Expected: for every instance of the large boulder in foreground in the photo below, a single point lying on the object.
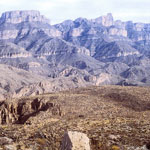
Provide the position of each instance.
(74, 140)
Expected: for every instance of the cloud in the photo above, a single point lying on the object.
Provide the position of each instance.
(59, 10)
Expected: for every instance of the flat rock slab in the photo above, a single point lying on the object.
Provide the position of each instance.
(74, 140)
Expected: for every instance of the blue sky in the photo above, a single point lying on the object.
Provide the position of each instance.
(60, 10)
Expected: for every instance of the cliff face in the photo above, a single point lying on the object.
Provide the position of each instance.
(96, 51)
(16, 17)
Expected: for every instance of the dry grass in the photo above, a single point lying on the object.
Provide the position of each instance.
(122, 112)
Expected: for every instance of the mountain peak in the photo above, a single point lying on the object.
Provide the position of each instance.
(17, 16)
(106, 20)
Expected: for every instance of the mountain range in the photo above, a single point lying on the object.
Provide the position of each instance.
(37, 57)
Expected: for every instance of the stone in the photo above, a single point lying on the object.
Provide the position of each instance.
(10, 147)
(5, 140)
(74, 140)
(16, 17)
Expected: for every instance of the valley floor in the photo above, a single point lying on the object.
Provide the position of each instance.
(113, 117)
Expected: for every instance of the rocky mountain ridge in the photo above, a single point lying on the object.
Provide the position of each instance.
(97, 51)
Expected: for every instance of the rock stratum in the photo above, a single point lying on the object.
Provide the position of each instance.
(41, 58)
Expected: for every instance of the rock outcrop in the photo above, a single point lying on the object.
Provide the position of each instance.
(74, 140)
(16, 17)
(21, 111)
(105, 20)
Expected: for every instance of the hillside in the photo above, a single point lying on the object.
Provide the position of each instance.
(100, 51)
(113, 117)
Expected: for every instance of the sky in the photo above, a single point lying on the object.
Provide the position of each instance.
(60, 10)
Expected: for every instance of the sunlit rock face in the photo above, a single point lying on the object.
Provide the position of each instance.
(105, 20)
(16, 17)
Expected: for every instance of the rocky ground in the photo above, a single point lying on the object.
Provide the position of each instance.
(112, 117)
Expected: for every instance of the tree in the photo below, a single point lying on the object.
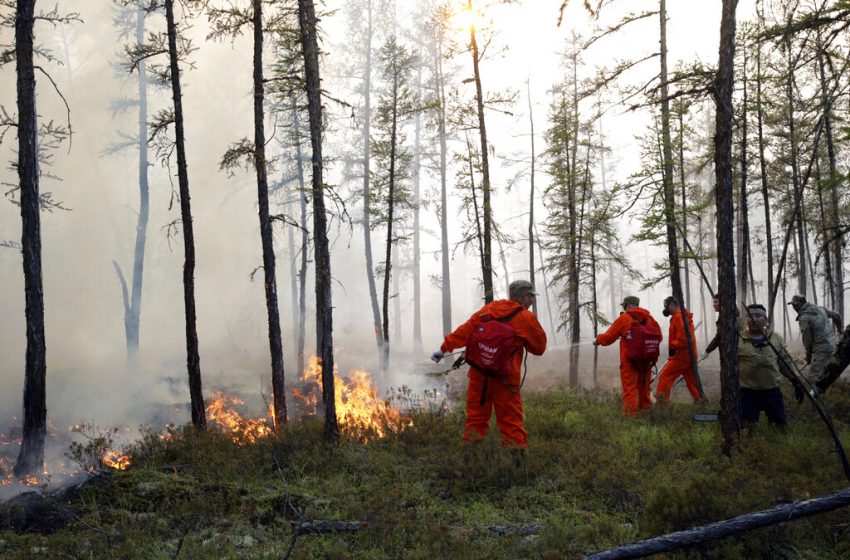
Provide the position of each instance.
(391, 197)
(324, 311)
(231, 21)
(133, 298)
(730, 415)
(176, 46)
(34, 142)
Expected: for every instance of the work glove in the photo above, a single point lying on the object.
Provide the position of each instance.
(437, 355)
(799, 392)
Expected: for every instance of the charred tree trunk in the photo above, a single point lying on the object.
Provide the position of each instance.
(31, 456)
(193, 359)
(730, 415)
(302, 271)
(768, 233)
(367, 187)
(131, 325)
(670, 197)
(324, 310)
(743, 207)
(266, 232)
(487, 211)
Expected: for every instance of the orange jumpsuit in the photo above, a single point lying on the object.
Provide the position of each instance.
(635, 382)
(501, 394)
(679, 364)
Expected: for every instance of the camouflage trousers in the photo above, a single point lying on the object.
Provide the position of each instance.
(839, 360)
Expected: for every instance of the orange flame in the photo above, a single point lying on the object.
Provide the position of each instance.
(222, 410)
(358, 407)
(116, 460)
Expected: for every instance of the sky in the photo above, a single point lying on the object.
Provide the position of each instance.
(82, 295)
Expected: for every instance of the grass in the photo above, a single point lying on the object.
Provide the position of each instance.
(592, 478)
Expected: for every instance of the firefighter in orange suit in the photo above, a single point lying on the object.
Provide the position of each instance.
(635, 381)
(484, 394)
(679, 362)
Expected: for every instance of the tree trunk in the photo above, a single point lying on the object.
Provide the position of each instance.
(834, 235)
(266, 232)
(193, 360)
(531, 269)
(133, 317)
(31, 455)
(417, 257)
(302, 271)
(367, 188)
(670, 197)
(743, 207)
(730, 415)
(771, 288)
(486, 258)
(324, 310)
(445, 284)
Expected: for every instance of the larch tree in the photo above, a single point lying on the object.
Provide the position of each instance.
(307, 24)
(176, 46)
(230, 21)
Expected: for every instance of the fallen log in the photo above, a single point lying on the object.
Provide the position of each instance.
(721, 529)
(325, 526)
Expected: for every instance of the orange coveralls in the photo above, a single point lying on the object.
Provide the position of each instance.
(679, 364)
(501, 394)
(635, 383)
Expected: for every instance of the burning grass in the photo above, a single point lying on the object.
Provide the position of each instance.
(591, 478)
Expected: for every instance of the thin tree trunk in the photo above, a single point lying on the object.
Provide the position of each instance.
(487, 263)
(417, 257)
(743, 209)
(837, 278)
(531, 269)
(266, 233)
(31, 455)
(302, 271)
(367, 188)
(445, 284)
(324, 305)
(730, 416)
(134, 315)
(763, 172)
(669, 196)
(193, 359)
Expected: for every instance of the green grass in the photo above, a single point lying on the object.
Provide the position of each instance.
(591, 477)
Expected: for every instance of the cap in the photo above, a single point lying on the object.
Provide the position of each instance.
(797, 300)
(520, 287)
(630, 300)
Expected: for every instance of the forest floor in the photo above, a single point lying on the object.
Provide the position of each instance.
(591, 479)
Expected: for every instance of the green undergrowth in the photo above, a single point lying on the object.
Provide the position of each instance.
(591, 478)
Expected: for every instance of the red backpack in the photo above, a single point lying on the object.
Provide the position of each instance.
(643, 342)
(492, 344)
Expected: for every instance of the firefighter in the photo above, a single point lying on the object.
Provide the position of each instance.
(486, 393)
(635, 377)
(836, 364)
(679, 363)
(762, 358)
(816, 330)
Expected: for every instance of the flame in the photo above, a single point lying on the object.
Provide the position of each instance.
(116, 460)
(358, 407)
(222, 410)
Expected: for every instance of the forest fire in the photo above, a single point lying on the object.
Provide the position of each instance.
(358, 407)
(221, 409)
(116, 460)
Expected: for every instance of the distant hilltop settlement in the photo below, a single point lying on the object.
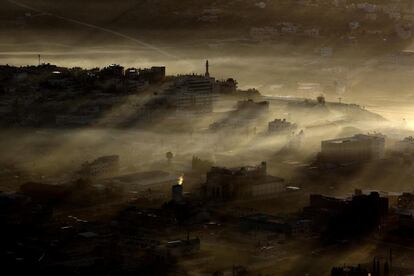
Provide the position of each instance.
(51, 96)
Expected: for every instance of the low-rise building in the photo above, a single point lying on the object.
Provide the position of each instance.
(357, 148)
(243, 182)
(281, 126)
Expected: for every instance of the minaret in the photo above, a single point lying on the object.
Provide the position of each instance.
(207, 73)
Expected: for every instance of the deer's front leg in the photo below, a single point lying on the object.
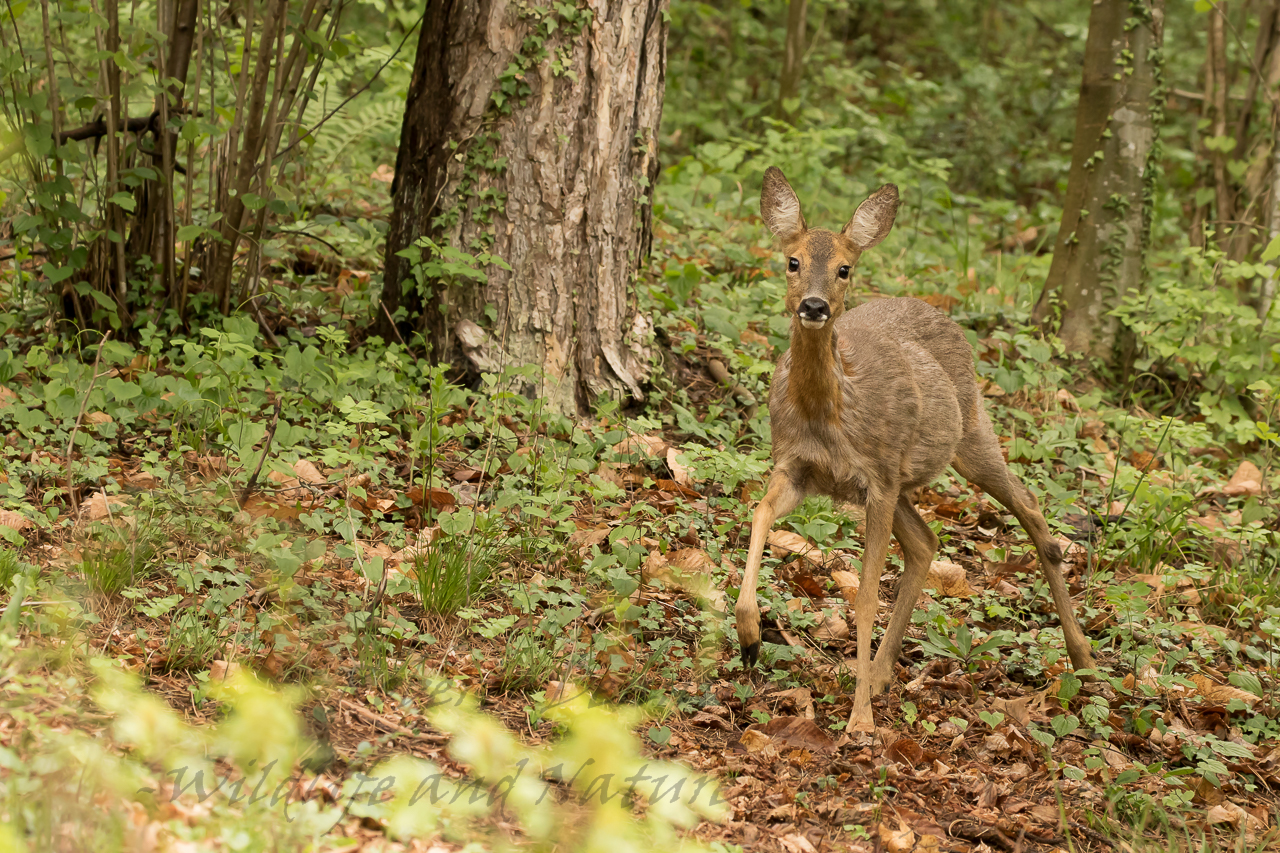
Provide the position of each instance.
(780, 498)
(880, 525)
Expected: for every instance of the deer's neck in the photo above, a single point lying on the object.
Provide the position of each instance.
(813, 383)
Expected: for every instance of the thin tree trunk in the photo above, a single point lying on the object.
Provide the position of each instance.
(792, 56)
(549, 169)
(1106, 218)
(1215, 104)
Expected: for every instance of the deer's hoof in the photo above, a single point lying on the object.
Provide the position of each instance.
(862, 720)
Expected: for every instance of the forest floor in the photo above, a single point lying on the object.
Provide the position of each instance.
(549, 555)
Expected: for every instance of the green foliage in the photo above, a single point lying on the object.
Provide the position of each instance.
(453, 571)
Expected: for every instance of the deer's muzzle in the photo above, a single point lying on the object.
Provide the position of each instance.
(813, 313)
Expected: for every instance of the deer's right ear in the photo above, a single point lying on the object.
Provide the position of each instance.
(780, 208)
(873, 218)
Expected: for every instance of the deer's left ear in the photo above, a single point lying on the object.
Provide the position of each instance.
(780, 208)
(873, 219)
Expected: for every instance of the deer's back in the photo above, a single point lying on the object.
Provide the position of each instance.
(906, 384)
(908, 319)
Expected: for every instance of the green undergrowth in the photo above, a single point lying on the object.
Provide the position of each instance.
(535, 541)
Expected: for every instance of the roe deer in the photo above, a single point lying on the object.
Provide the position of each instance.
(865, 406)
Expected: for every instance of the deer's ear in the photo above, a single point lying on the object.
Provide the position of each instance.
(780, 208)
(873, 218)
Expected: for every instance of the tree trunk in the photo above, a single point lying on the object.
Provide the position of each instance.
(1106, 217)
(792, 56)
(530, 135)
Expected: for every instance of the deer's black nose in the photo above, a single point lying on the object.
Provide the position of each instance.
(814, 309)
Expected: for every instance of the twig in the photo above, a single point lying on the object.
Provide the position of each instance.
(721, 374)
(394, 328)
(387, 725)
(80, 416)
(266, 448)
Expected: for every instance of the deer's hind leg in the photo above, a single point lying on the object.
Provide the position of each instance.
□ □ □ □ □
Required task >> From the line containing "Expected: for every instance of the deer's black" through the closing line of the material above, return every line exactly and omit all others.

Written answer >>
Expected: for every instance of the deer's black nose in the photo above, a single point lying on the object.
Provide the position of each instance.
(814, 309)
Expected: for every instance of the twig in the photo above, a single point lying on the object.
Provide the position of each instance.
(721, 374)
(394, 328)
(387, 725)
(80, 416)
(266, 448)
Expected: for every instance of the deer's hind leg in the photo above, a single point lying on the object.
Provide the position of each instance.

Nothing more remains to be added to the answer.